## What is being asked
Below are some records. Copy every line in them that holds "church".

## Source data
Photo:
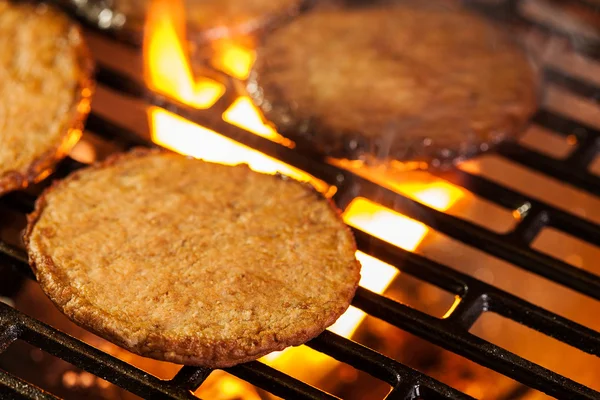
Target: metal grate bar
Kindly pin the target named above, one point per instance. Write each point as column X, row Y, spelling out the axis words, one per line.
column 439, row 332
column 508, row 198
column 551, row 167
column 276, row 382
column 190, row 377
column 115, row 133
column 480, row 294
column 490, row 242
column 378, row 365
column 584, row 89
column 12, row 387
column 564, row 125
column 89, row 358
column 542, row 264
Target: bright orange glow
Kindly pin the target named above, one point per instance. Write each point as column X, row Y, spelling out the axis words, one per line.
column 167, row 67
column 418, row 185
column 233, row 58
column 168, row 71
column 439, row 194
column 243, row 114
column 375, row 276
column 178, row 134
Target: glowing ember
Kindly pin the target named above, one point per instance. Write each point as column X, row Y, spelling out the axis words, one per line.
column 167, row 68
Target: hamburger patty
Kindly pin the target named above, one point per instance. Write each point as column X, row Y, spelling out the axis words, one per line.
column 45, row 89
column 395, row 81
column 192, row 262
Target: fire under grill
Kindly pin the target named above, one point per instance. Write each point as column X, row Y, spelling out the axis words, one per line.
column 476, row 297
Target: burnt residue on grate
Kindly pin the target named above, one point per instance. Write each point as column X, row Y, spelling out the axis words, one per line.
column 451, row 333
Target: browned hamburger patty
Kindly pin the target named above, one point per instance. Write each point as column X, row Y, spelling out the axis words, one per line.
column 213, row 19
column 399, row 81
column 192, row 262
column 45, row 89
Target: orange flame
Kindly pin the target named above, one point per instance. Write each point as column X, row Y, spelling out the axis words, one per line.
column 167, row 65
column 168, row 71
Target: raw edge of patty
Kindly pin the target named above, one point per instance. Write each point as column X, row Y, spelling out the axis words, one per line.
column 72, row 124
column 81, row 311
column 313, row 135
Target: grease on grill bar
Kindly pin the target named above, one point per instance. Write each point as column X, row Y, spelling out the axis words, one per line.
column 424, row 213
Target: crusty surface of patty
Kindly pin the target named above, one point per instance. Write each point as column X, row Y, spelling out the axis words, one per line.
column 215, row 18
column 402, row 81
column 45, row 89
column 192, row 262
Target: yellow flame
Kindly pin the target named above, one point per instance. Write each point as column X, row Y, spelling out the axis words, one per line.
column 243, row 113
column 167, row 67
column 375, row 276
column 178, row 134
column 168, row 72
column 385, row 224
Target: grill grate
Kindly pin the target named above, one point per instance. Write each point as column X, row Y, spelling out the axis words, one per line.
column 451, row 333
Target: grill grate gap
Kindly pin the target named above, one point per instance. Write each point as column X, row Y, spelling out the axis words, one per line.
column 451, row 333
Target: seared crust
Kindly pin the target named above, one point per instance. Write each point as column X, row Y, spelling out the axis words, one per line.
column 192, row 262
column 400, row 81
column 45, row 91
column 215, row 19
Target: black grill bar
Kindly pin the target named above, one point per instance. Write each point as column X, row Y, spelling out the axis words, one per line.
column 512, row 200
column 478, row 297
column 576, row 86
column 470, row 346
column 376, row 364
column 468, row 233
column 564, row 125
column 507, row 12
column 89, row 358
column 452, row 332
column 551, row 167
column 490, row 242
column 276, row 382
column 191, row 378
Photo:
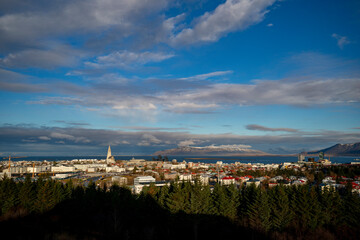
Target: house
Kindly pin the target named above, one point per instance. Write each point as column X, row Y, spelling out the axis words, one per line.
column 253, row 181
column 143, row 180
column 228, row 180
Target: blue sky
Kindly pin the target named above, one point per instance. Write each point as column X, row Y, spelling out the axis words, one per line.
column 148, row 75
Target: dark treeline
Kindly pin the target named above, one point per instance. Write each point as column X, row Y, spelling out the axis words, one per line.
column 51, row 209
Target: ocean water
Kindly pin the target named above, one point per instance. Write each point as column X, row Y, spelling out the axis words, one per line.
column 195, row 159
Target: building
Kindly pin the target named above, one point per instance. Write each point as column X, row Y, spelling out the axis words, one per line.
column 119, row 180
column 228, row 180
column 144, row 180
column 110, row 158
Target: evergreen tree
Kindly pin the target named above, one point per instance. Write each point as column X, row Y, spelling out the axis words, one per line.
column 280, row 209
column 27, row 194
column 45, row 200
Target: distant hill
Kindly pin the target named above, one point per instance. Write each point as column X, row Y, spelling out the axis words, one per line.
column 351, row 149
column 226, row 150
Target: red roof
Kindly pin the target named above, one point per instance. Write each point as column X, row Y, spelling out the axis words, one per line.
column 228, row 177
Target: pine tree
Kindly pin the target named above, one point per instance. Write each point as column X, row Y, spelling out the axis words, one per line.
column 27, row 194
column 280, row 209
column 45, row 200
column 177, row 198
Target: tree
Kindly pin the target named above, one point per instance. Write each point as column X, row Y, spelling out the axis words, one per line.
column 45, row 199
column 27, row 194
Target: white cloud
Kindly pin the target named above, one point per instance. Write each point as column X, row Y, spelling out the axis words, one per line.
column 233, row 15
column 208, row 75
column 65, row 136
column 45, row 138
column 55, row 56
column 128, row 59
column 341, row 40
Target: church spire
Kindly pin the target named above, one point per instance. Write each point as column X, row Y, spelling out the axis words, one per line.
column 109, row 153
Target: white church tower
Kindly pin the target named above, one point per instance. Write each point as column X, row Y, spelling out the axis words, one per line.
column 110, row 158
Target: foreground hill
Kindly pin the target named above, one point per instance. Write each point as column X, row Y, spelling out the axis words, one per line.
column 226, row 150
column 352, row 149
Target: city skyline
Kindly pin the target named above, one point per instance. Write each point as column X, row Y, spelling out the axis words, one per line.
column 142, row 76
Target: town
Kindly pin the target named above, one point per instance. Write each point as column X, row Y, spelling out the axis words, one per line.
column 137, row 173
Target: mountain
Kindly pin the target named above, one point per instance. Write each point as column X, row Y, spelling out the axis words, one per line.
column 351, row 149
column 223, row 150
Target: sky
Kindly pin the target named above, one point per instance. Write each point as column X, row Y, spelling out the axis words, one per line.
column 148, row 75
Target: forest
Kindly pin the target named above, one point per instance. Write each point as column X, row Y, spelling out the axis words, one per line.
column 48, row 209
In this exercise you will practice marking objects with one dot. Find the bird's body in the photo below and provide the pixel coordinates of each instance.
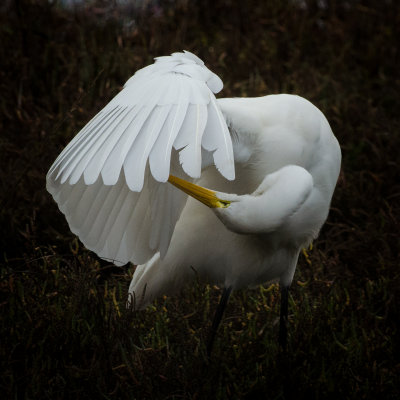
(273, 162)
(269, 134)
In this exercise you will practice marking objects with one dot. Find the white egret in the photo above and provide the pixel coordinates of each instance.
(266, 168)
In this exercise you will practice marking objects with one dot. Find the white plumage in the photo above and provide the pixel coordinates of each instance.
(111, 180)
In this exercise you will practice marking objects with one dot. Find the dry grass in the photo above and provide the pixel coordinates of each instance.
(65, 332)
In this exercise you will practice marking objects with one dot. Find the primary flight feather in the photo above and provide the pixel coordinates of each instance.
(265, 167)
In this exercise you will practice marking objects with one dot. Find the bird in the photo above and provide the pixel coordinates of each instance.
(185, 185)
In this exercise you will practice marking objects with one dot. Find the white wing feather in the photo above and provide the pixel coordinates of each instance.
(109, 180)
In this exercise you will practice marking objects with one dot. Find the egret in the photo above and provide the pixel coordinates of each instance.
(184, 185)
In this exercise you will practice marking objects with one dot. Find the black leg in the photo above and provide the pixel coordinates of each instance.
(283, 317)
(217, 318)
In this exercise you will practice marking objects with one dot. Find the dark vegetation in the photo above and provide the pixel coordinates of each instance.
(65, 332)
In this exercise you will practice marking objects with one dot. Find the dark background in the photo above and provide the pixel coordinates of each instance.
(65, 332)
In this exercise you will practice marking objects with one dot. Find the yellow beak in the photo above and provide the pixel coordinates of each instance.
(206, 196)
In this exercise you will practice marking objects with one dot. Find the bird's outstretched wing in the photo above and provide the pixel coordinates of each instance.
(110, 180)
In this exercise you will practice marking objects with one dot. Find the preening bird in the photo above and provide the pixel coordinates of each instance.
(183, 185)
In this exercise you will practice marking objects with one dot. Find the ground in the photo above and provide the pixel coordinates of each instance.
(65, 331)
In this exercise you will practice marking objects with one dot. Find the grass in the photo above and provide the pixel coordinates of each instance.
(65, 331)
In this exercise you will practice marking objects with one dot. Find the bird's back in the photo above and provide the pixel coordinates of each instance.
(268, 133)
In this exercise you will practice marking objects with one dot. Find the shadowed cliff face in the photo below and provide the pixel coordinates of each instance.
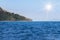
(8, 16)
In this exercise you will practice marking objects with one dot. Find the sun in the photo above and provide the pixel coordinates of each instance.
(48, 7)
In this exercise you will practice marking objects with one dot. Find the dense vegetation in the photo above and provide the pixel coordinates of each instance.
(8, 16)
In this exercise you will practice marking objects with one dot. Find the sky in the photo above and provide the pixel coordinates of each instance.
(34, 9)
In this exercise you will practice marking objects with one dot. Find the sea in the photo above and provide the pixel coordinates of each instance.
(36, 30)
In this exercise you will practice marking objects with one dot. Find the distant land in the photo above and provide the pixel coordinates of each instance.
(8, 16)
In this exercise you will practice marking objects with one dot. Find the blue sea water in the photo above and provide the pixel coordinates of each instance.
(30, 30)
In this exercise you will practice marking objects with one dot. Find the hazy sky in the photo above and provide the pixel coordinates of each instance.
(33, 9)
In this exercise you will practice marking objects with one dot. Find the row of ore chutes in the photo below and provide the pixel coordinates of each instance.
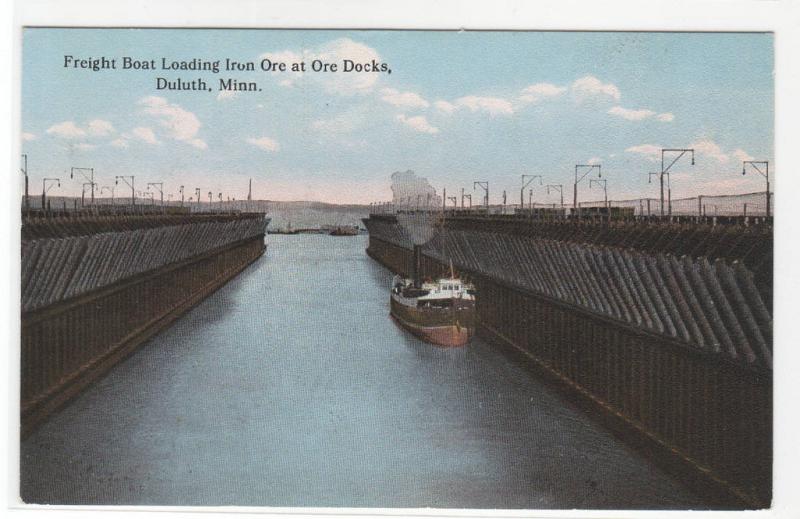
(60, 268)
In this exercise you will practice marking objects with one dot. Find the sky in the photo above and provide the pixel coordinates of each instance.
(456, 107)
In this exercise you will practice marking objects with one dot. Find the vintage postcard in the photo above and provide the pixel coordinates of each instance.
(407, 269)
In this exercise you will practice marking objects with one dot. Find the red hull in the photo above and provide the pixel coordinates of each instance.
(453, 336)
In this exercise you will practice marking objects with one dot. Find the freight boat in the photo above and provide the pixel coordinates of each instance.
(440, 311)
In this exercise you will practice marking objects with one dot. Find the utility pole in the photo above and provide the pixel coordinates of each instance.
(83, 191)
(603, 182)
(525, 184)
(90, 177)
(665, 170)
(112, 193)
(130, 184)
(45, 189)
(559, 188)
(754, 164)
(160, 186)
(589, 168)
(483, 184)
(24, 170)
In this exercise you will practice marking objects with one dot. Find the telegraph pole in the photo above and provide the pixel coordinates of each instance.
(160, 187)
(665, 170)
(754, 164)
(603, 182)
(24, 170)
(483, 184)
(89, 178)
(130, 184)
(45, 189)
(589, 168)
(559, 188)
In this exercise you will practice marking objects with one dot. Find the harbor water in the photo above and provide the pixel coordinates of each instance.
(292, 386)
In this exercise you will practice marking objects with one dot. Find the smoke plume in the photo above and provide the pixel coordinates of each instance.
(411, 191)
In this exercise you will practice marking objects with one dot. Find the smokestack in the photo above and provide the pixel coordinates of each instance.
(417, 271)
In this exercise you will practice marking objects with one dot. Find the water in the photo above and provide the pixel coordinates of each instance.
(291, 386)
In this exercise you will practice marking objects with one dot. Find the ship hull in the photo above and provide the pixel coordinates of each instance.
(449, 328)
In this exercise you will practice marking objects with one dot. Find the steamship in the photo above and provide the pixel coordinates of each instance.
(440, 311)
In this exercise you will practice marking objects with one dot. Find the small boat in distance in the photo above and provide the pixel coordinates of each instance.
(441, 312)
(344, 230)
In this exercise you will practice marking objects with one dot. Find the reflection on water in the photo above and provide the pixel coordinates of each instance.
(291, 386)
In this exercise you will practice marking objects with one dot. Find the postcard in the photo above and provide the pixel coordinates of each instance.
(367, 269)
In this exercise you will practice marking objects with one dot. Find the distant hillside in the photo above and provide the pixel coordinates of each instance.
(303, 214)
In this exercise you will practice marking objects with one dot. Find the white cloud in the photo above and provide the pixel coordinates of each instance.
(100, 128)
(631, 115)
(711, 149)
(403, 99)
(66, 130)
(265, 143)
(342, 123)
(336, 51)
(445, 107)
(741, 155)
(589, 87)
(144, 134)
(650, 151)
(418, 123)
(537, 92)
(490, 105)
(178, 123)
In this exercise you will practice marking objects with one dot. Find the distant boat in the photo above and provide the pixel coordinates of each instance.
(441, 312)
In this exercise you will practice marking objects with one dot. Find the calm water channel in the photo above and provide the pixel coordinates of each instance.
(291, 386)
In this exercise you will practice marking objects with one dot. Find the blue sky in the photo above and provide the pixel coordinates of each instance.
(457, 107)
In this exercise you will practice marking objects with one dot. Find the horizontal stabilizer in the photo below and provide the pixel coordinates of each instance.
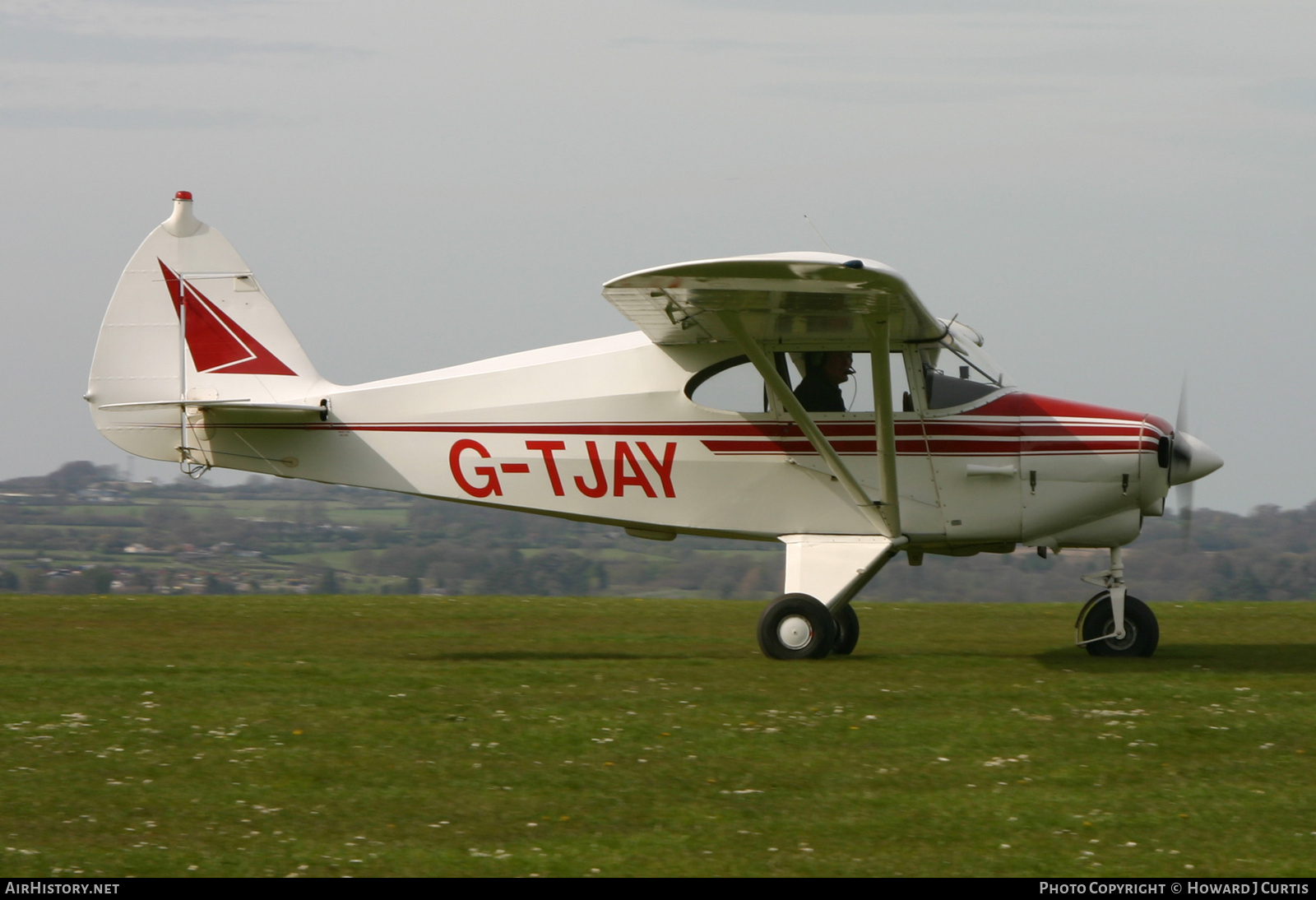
(217, 404)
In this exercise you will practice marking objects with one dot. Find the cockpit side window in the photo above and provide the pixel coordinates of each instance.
(734, 384)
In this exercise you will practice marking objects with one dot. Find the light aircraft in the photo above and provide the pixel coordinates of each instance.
(938, 452)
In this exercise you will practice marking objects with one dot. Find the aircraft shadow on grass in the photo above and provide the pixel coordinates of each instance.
(1295, 658)
(532, 656)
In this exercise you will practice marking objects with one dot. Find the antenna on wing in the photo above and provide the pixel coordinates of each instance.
(819, 233)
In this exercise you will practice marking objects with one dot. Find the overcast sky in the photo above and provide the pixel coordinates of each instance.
(1114, 193)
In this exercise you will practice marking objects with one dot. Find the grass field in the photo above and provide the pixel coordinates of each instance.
(470, 735)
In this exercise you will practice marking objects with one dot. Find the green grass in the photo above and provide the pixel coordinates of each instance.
(429, 735)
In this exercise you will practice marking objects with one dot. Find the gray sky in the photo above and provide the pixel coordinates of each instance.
(1114, 193)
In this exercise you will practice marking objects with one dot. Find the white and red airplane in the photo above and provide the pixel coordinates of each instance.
(936, 452)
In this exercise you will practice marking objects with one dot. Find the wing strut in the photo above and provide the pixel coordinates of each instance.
(883, 417)
(885, 515)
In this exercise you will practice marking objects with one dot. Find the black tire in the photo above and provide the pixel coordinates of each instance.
(1142, 632)
(796, 627)
(846, 630)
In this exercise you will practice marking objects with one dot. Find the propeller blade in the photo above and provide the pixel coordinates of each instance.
(1182, 457)
(1184, 498)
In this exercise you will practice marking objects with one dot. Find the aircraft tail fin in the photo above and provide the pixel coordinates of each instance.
(188, 327)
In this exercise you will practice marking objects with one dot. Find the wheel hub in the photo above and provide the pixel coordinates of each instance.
(794, 632)
(1131, 636)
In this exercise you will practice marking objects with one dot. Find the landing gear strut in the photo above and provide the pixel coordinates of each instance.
(1114, 624)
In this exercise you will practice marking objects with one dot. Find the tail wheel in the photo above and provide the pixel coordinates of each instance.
(796, 627)
(1142, 632)
(846, 630)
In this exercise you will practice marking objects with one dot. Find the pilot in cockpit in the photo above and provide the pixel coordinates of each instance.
(824, 374)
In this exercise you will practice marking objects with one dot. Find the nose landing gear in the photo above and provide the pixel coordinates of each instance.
(1114, 624)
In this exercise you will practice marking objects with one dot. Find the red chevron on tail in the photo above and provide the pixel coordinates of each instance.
(216, 342)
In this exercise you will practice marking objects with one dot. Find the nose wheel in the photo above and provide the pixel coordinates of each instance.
(1096, 624)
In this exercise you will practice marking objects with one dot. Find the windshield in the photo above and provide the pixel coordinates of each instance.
(957, 370)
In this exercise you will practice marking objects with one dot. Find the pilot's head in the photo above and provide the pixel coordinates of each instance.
(833, 364)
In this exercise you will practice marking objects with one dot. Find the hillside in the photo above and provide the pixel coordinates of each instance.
(82, 529)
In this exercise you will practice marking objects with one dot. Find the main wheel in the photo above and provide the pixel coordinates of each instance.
(846, 630)
(1142, 632)
(796, 627)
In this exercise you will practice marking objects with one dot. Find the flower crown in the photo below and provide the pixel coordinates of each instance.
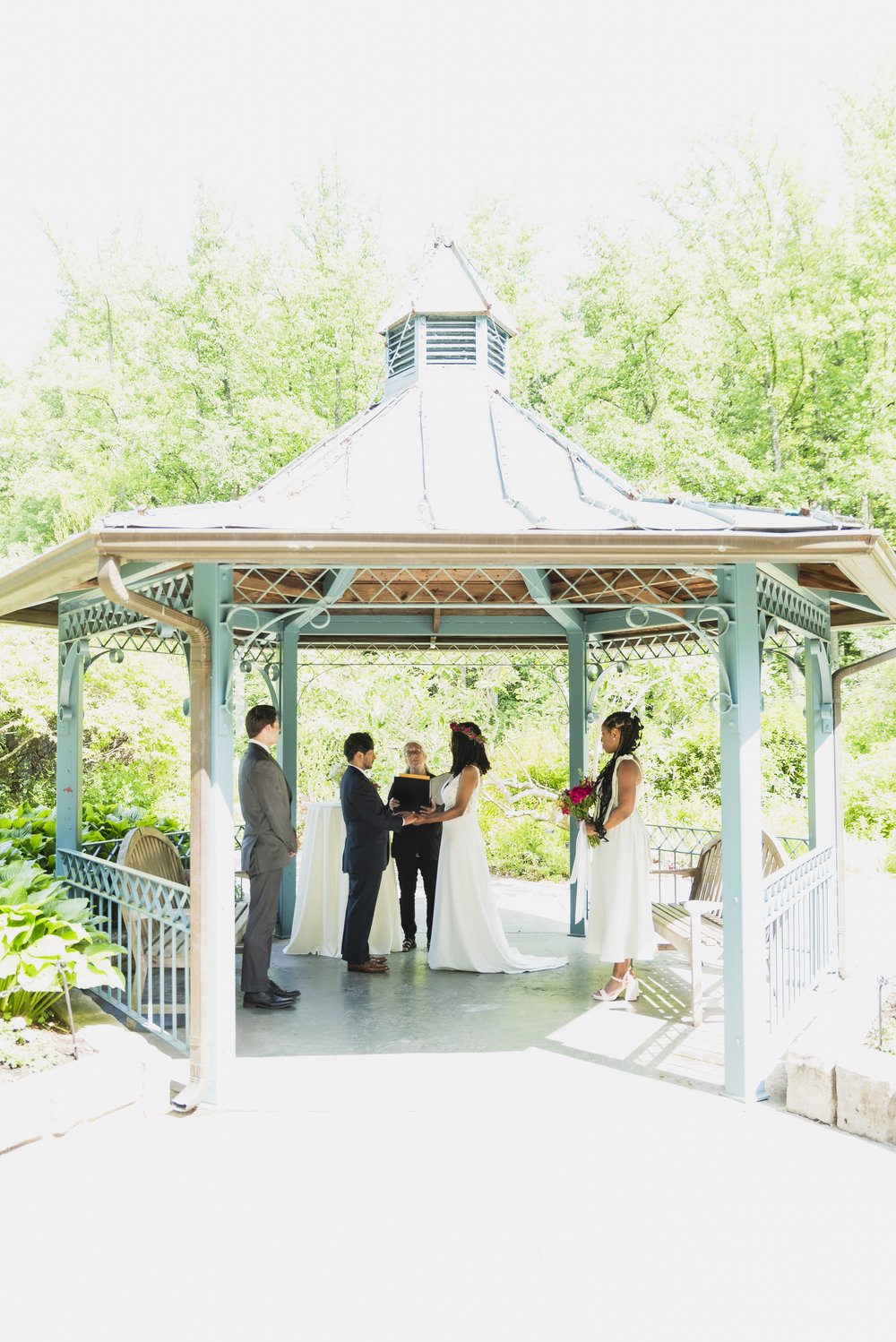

## Solution to the problem
Target: church spire
Target: white church tower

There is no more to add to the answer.